§ Items listed in a dataset
++++++++++

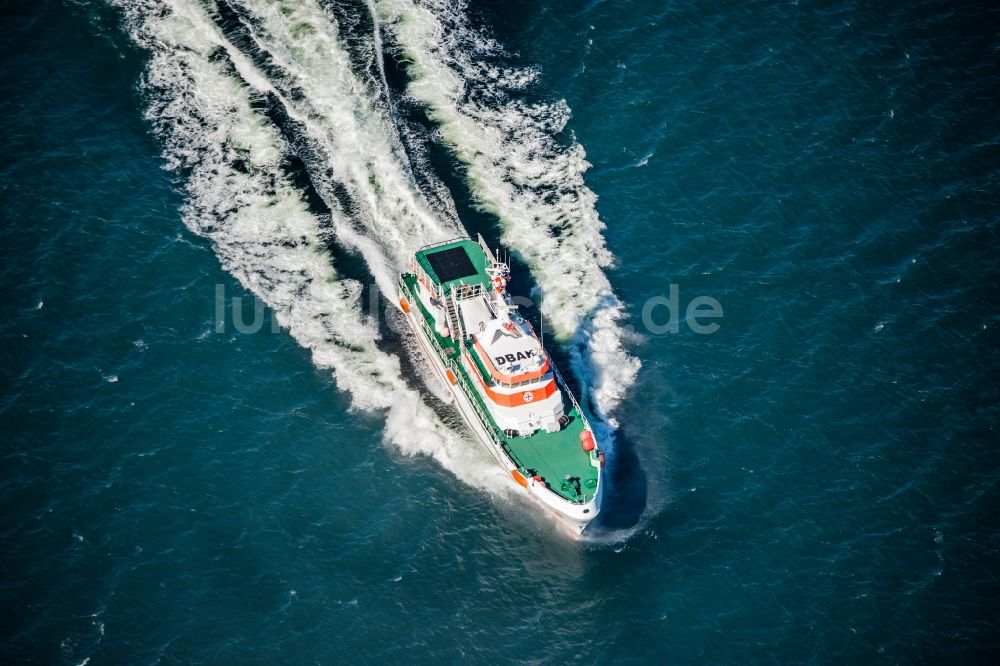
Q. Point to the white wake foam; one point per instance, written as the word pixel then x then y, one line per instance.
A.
pixel 518 170
pixel 262 231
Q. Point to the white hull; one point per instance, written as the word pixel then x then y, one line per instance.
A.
pixel 574 517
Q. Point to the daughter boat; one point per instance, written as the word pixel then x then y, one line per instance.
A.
pixel 502 381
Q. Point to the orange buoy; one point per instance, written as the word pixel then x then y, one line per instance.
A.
pixel 519 478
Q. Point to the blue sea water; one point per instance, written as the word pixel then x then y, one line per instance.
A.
pixel 816 481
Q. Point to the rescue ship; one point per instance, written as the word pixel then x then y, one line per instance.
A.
pixel 500 378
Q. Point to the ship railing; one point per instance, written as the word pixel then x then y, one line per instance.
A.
pixel 440 243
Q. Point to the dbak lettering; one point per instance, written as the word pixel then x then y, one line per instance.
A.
pixel 510 358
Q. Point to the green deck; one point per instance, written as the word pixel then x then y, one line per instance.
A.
pixel 552 456
pixel 475 254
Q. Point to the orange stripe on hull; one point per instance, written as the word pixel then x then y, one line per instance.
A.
pixel 500 377
pixel 521 481
pixel 512 399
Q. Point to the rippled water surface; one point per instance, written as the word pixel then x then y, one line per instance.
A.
pixel 815 481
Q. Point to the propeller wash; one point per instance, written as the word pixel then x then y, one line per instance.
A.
pixel 265 107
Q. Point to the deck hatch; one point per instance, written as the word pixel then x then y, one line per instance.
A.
pixel 451 264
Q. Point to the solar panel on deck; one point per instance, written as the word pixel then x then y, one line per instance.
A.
pixel 451 264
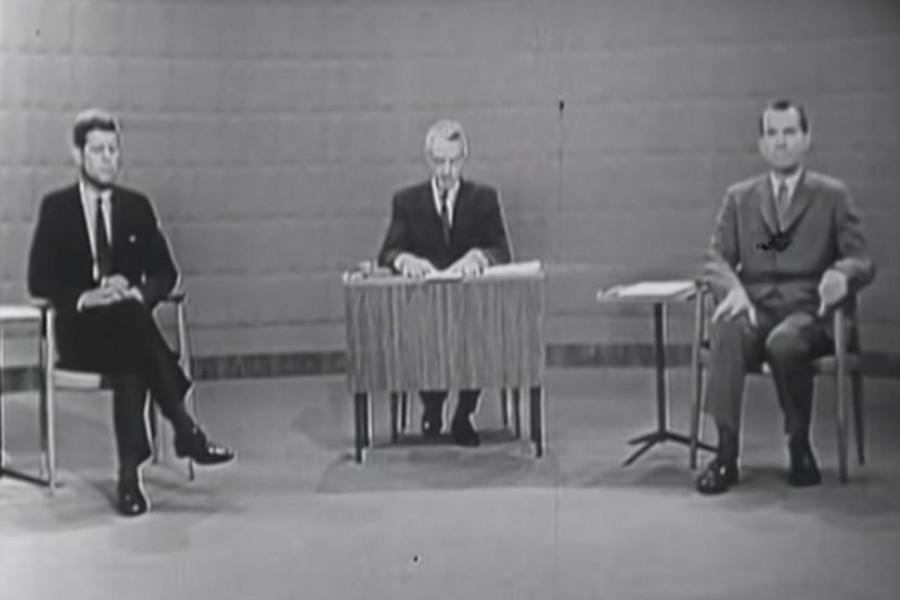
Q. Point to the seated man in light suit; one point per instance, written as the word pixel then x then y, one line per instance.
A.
pixel 787 247
pixel 446 224
pixel 99 256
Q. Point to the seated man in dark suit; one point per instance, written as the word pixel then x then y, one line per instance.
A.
pixel 788 246
pixel 99 256
pixel 446 224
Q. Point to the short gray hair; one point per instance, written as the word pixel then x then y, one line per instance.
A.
pixel 446 129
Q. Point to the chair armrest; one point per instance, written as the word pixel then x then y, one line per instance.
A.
pixel 177 296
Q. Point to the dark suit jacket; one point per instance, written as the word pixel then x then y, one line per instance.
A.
pixel 416 227
pixel 825 231
pixel 60 265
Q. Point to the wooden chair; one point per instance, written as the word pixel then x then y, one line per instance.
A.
pixel 844 363
pixel 54 378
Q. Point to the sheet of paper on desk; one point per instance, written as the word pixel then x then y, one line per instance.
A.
pixel 531 267
pixel 443 276
pixel 650 289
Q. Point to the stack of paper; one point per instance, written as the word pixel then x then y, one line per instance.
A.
pixel 649 289
pixel 531 267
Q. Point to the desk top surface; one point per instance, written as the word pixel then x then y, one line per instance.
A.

++++++++++

§ Work item
Compute the number of lines above that contain the string "deck". Reply with that value only.

§ Solution to this task
3